▶ **PROBLEM STATEMENT**
Copy the material word for word, beginning at the line that contains "Each <instance> block gives" and stopping after the line that contains "rough mask: <svg".

▶ **DATA SUPPLIED**
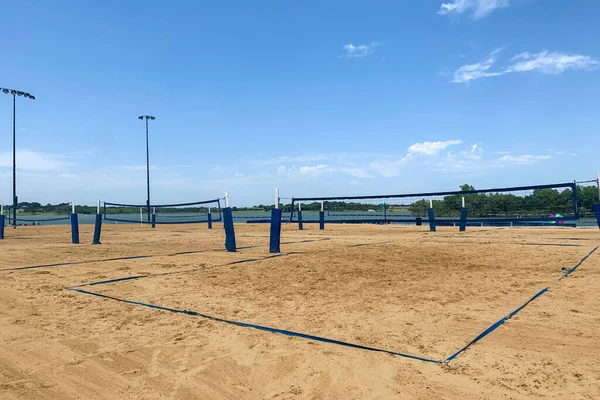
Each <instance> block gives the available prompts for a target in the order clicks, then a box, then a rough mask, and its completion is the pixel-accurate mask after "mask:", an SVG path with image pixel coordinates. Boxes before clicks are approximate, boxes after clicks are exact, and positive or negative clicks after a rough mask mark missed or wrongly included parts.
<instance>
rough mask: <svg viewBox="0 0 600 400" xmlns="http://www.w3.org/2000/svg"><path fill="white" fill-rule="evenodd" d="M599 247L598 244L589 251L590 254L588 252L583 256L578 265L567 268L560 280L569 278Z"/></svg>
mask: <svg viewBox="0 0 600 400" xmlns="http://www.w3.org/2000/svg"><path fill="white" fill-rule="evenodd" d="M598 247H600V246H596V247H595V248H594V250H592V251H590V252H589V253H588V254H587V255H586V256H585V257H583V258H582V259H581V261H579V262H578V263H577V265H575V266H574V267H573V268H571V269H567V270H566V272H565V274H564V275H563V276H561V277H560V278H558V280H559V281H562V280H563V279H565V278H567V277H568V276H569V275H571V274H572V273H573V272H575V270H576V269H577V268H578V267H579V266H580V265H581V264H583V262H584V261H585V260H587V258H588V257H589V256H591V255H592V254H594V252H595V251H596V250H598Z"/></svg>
---
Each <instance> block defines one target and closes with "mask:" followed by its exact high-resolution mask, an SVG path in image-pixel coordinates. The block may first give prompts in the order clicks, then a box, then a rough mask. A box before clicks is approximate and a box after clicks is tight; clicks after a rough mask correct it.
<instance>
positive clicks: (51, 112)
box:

▶ **TASK ANSWER**
Each <instance> block gives the available prompts for a target in the order clicks, then a box, then a rough mask, and its completion is the pixel-accurate mask after "mask:", an SVG path with image pixel coordinates. Boxes before clicks are approximate, boxes after clicks are exact, and positive or negative clicks after a rough mask mark missed or wrongly included parts.
<instance>
rough mask: <svg viewBox="0 0 600 400" xmlns="http://www.w3.org/2000/svg"><path fill="white" fill-rule="evenodd" d="M599 247L598 244L589 251L590 254L588 252L583 256L578 265L567 268L560 280L569 278Z"/></svg>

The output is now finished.